[To do] As the answer, give a copy of each line below that includes the word "blue".

[The data]
════════════════

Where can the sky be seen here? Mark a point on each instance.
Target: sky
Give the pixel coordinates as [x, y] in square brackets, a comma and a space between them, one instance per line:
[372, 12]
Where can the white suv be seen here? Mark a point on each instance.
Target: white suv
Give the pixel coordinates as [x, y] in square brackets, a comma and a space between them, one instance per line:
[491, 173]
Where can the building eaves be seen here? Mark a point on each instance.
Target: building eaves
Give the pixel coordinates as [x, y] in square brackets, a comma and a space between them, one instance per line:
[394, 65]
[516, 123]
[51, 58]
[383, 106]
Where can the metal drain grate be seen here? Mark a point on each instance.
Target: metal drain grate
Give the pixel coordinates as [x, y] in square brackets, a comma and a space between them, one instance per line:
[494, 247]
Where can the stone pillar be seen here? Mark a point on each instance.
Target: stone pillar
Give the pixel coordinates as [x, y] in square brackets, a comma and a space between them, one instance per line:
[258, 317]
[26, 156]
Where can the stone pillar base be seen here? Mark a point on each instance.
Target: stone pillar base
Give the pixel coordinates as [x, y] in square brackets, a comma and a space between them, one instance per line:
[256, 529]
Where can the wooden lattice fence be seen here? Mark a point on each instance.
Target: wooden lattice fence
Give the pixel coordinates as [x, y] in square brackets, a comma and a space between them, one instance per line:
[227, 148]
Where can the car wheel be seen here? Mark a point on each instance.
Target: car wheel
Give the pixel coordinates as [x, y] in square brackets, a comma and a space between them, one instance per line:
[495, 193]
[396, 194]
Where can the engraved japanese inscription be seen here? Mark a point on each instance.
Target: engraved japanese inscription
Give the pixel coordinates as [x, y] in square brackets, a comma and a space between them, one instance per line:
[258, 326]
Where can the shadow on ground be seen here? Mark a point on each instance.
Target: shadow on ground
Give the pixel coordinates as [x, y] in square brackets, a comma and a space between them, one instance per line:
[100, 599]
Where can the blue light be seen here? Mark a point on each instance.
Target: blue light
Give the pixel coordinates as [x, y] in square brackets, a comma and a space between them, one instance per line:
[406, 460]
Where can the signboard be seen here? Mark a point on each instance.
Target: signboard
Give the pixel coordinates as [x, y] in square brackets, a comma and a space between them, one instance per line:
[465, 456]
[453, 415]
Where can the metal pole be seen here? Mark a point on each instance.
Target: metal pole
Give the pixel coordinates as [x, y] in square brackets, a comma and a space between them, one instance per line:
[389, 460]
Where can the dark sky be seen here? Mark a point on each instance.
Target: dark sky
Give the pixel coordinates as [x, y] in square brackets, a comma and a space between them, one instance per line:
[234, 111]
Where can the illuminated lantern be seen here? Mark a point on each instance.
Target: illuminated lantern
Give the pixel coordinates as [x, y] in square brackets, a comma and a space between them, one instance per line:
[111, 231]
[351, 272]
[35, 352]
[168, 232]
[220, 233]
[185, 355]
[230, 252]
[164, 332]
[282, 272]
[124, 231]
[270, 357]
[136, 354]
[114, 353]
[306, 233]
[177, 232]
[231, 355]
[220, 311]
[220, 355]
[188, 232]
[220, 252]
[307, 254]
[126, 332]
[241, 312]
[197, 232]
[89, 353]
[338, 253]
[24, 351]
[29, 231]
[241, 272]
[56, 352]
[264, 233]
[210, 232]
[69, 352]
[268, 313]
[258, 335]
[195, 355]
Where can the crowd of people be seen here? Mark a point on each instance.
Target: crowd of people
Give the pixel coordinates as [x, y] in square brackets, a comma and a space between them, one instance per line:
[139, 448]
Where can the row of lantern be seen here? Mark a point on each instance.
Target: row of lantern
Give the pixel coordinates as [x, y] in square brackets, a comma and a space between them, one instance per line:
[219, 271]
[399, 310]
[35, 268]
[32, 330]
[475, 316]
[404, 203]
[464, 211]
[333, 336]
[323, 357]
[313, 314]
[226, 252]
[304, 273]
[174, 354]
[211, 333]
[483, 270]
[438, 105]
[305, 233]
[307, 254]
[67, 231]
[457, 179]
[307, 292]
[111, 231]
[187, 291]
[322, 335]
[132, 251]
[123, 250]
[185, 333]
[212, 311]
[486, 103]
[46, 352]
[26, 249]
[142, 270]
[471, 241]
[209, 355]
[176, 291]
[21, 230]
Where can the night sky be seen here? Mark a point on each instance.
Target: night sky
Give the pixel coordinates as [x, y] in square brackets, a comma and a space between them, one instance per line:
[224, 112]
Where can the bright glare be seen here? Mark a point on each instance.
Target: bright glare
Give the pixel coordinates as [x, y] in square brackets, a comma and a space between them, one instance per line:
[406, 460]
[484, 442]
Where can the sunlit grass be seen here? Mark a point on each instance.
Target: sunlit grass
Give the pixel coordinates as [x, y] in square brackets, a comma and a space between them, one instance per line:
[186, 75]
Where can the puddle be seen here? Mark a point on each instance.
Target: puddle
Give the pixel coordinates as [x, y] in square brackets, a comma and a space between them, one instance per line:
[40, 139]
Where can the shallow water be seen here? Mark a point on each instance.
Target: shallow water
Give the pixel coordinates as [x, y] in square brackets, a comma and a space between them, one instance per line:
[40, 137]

════════════════

[Answer to this task]
Where can the blue light be seen here? Mark a point on each instance.
Target: blue light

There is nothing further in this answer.